▶ _DATA FOR THE TASK_:
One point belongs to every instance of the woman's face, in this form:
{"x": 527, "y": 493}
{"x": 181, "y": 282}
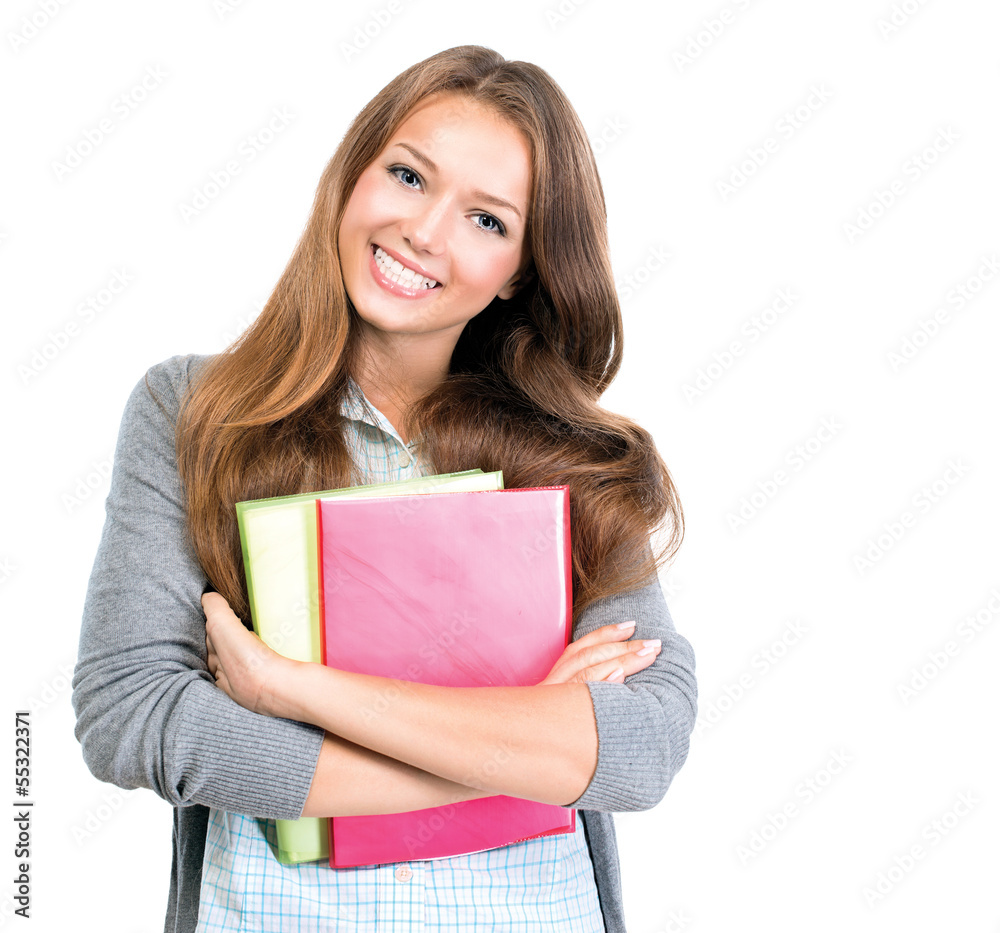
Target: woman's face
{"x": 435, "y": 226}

* * *

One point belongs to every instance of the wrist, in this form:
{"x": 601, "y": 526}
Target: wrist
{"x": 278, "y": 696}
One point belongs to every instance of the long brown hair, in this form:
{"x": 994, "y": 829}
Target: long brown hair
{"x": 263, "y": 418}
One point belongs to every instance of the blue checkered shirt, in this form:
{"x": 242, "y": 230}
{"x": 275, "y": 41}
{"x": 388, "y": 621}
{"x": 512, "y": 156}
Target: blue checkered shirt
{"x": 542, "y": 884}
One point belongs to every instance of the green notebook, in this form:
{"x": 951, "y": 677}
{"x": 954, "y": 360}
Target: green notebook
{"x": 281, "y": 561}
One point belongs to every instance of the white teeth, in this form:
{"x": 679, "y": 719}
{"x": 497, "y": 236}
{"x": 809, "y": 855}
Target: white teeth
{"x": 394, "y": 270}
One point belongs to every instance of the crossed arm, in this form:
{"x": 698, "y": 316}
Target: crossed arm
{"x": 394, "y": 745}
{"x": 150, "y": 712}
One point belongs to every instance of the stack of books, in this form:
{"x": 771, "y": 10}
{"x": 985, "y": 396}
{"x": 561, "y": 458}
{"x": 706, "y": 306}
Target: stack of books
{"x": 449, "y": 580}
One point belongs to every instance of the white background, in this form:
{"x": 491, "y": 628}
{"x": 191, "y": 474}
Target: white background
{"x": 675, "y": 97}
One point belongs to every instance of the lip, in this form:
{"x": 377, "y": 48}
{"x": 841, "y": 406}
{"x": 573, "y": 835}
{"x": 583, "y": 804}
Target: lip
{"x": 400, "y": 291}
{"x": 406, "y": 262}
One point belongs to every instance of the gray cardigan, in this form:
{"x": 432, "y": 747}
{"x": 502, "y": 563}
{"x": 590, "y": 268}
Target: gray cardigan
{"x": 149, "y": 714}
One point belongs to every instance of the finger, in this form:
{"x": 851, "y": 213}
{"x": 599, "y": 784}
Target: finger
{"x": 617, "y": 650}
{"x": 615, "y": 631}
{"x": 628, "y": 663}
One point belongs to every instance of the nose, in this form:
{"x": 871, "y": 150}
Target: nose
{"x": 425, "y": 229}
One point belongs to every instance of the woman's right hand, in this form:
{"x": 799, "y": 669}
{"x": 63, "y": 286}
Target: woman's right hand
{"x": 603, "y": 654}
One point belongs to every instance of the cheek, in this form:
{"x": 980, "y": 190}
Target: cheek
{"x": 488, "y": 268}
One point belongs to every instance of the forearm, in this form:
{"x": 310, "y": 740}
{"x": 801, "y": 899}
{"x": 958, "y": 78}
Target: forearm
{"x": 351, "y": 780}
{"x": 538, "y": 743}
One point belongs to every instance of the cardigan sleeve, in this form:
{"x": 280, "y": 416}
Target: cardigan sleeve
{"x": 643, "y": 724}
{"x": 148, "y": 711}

==

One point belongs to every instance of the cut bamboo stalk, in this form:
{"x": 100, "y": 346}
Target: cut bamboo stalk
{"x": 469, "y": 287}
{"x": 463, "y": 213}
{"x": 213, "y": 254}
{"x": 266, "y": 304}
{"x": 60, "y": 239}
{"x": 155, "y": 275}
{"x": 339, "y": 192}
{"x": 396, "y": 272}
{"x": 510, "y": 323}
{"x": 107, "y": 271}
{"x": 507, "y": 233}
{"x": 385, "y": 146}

▶ _DIRECTIVE_:
Pull out every line in the rows above that contains the word "face", copying each one in full. Match case exactly, so only lines with that word in the same capitalization count.

▶ _EXPECTED OUTPUT_:
One point belongs to every instance of the woman's face, in this form:
Target: woman's face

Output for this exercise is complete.